WHAT THE TASK REQUIRES: In the records below, find the line with "Hi annotator — your job today is to find every reflection" and the line with "every wooden plank"; return exactly those lines and every line between them.

╔══

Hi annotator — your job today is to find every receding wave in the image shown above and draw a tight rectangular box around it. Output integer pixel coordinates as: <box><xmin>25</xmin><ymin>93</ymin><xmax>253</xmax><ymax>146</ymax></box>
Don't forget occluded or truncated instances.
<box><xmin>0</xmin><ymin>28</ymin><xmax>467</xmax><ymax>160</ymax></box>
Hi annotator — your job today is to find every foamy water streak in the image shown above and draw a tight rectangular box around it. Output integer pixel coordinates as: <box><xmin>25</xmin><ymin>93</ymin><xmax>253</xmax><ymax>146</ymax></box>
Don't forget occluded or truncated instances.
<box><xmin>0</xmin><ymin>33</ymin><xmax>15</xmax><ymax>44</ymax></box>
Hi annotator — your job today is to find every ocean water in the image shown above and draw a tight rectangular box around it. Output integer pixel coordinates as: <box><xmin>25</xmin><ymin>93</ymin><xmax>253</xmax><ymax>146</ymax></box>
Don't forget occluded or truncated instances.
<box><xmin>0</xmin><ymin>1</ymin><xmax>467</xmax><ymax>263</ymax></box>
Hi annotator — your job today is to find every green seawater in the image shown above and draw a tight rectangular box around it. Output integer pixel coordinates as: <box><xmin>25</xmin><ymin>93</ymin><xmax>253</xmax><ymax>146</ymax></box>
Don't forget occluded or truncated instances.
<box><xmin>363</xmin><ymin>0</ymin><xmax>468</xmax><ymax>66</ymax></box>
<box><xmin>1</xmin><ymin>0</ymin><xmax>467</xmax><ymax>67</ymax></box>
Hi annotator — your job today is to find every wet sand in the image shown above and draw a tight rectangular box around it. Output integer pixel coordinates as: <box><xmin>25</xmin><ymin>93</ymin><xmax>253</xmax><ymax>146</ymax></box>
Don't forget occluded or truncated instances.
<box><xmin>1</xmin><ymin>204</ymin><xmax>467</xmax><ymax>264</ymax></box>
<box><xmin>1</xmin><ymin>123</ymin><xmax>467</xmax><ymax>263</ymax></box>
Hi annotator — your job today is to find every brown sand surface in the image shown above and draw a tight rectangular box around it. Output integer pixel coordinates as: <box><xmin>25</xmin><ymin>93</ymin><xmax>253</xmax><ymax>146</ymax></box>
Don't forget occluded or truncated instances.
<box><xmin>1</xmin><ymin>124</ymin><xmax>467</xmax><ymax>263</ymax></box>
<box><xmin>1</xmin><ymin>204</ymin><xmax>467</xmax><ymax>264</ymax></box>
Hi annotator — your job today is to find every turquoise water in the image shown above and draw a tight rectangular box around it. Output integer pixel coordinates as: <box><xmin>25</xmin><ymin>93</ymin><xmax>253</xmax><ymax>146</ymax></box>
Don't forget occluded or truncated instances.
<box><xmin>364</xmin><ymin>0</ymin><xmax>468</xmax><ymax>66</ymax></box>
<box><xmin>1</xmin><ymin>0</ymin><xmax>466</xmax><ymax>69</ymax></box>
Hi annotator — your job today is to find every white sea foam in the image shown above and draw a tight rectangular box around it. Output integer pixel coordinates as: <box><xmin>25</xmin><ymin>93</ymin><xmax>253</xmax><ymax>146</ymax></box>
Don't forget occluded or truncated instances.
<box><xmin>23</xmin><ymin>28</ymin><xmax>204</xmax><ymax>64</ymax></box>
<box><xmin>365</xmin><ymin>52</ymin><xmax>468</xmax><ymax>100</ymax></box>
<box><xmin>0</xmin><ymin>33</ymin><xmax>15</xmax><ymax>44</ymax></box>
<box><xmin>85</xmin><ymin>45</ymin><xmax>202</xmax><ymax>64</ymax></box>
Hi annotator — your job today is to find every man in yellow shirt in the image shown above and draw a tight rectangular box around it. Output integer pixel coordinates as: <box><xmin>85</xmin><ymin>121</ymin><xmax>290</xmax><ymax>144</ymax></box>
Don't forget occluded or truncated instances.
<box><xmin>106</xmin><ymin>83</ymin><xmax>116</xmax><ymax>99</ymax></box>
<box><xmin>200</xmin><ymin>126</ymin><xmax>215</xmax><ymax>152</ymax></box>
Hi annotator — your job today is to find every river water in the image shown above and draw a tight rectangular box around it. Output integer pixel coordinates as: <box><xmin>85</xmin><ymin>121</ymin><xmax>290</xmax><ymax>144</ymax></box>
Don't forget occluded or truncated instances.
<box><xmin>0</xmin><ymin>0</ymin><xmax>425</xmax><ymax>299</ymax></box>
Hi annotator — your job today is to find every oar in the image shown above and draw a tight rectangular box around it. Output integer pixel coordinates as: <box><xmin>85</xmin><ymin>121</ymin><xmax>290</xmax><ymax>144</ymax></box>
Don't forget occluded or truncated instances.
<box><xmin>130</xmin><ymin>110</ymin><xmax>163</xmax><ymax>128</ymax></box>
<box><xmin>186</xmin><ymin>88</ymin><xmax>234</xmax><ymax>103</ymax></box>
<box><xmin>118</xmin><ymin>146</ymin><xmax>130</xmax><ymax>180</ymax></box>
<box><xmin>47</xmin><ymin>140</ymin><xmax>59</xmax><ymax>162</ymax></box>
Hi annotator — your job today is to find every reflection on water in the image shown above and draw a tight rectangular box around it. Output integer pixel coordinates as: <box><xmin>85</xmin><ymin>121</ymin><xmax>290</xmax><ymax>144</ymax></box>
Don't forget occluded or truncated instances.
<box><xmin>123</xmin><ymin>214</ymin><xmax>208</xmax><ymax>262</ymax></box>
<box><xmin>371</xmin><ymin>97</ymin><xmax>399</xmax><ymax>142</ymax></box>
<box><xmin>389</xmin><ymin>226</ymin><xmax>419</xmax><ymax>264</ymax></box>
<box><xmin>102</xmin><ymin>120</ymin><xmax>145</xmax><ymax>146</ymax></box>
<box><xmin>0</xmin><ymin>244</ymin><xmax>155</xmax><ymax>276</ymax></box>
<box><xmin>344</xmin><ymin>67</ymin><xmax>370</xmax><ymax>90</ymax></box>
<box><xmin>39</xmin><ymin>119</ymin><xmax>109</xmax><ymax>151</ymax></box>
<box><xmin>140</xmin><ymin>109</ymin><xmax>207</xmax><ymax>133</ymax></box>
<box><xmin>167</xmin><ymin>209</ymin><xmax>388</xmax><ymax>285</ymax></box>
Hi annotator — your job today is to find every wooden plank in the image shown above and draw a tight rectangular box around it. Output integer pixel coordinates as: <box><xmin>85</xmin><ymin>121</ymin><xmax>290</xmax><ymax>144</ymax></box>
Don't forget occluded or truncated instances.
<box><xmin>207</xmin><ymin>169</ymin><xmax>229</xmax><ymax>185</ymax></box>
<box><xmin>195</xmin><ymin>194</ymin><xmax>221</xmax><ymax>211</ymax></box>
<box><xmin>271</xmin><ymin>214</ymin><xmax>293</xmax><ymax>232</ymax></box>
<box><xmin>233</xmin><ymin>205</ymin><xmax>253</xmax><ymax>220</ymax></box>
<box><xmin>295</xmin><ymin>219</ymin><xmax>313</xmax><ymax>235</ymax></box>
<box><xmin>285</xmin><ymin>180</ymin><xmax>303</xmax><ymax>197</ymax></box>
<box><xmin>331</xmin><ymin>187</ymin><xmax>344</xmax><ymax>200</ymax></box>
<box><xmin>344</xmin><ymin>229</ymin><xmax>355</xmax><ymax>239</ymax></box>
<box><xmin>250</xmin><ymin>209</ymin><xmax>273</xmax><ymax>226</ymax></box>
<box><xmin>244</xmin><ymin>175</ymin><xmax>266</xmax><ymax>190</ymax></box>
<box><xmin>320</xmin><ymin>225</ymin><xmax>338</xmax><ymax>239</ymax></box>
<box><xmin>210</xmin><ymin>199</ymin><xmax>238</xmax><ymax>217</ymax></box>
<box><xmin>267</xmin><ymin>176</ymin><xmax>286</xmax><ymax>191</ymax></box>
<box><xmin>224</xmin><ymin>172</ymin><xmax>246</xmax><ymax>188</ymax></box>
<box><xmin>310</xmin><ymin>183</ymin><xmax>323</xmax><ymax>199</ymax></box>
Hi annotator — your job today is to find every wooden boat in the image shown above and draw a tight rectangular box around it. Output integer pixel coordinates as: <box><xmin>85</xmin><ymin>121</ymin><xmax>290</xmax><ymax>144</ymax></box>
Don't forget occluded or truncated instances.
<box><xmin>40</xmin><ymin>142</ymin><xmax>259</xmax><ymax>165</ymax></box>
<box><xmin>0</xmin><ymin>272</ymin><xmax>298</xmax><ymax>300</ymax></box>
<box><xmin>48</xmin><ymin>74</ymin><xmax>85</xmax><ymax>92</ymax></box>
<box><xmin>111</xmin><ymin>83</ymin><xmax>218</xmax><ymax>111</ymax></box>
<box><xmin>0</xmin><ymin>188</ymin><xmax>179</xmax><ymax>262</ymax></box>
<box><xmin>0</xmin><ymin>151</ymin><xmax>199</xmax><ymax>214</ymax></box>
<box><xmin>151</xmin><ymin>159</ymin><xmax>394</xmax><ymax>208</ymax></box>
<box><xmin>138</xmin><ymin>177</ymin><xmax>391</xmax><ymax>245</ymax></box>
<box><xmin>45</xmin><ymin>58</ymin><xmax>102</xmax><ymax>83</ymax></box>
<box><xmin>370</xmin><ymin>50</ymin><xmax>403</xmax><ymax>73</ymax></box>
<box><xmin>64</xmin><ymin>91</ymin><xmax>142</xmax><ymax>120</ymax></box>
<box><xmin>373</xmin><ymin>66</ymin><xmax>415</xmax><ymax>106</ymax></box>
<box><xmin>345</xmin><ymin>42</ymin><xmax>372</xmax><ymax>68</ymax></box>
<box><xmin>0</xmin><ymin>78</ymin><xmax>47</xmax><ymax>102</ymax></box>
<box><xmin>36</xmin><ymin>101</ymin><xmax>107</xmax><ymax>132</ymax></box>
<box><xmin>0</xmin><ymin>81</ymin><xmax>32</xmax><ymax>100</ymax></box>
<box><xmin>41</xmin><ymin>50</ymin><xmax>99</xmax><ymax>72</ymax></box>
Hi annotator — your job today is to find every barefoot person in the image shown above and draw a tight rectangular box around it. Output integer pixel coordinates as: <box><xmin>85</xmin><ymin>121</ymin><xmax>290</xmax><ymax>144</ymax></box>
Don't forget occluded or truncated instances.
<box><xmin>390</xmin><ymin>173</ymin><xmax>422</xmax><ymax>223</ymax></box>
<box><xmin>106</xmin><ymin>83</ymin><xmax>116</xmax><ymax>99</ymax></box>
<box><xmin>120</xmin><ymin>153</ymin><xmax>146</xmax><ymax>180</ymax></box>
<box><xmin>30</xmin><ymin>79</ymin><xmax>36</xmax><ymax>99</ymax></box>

╚══

SOLVED PROBLEM:
Hi annotator — your job today is to find every reflection on water in the image shown above and draw a tight rectangular box around it. Output integer pixel coordinates as: <box><xmin>85</xmin><ymin>121</ymin><xmax>290</xmax><ymax>144</ymax></box>
Don't forget occluded or truncated instances.
<box><xmin>123</xmin><ymin>214</ymin><xmax>208</xmax><ymax>262</ymax></box>
<box><xmin>371</xmin><ymin>97</ymin><xmax>399</xmax><ymax>142</ymax></box>
<box><xmin>389</xmin><ymin>226</ymin><xmax>419</xmax><ymax>264</ymax></box>
<box><xmin>102</xmin><ymin>120</ymin><xmax>145</xmax><ymax>146</ymax></box>
<box><xmin>0</xmin><ymin>244</ymin><xmax>155</xmax><ymax>276</ymax></box>
<box><xmin>344</xmin><ymin>67</ymin><xmax>370</xmax><ymax>90</ymax></box>
<box><xmin>39</xmin><ymin>119</ymin><xmax>109</xmax><ymax>151</ymax></box>
<box><xmin>140</xmin><ymin>109</ymin><xmax>207</xmax><ymax>133</ymax></box>
<box><xmin>167</xmin><ymin>209</ymin><xmax>388</xmax><ymax>285</ymax></box>
Hi annotator — your job today is to find every wooden plank in the image shown above and draw a tight rectangular box around it. Output integer pixel coordinates as: <box><xmin>85</xmin><ymin>121</ymin><xmax>290</xmax><ymax>144</ymax></box>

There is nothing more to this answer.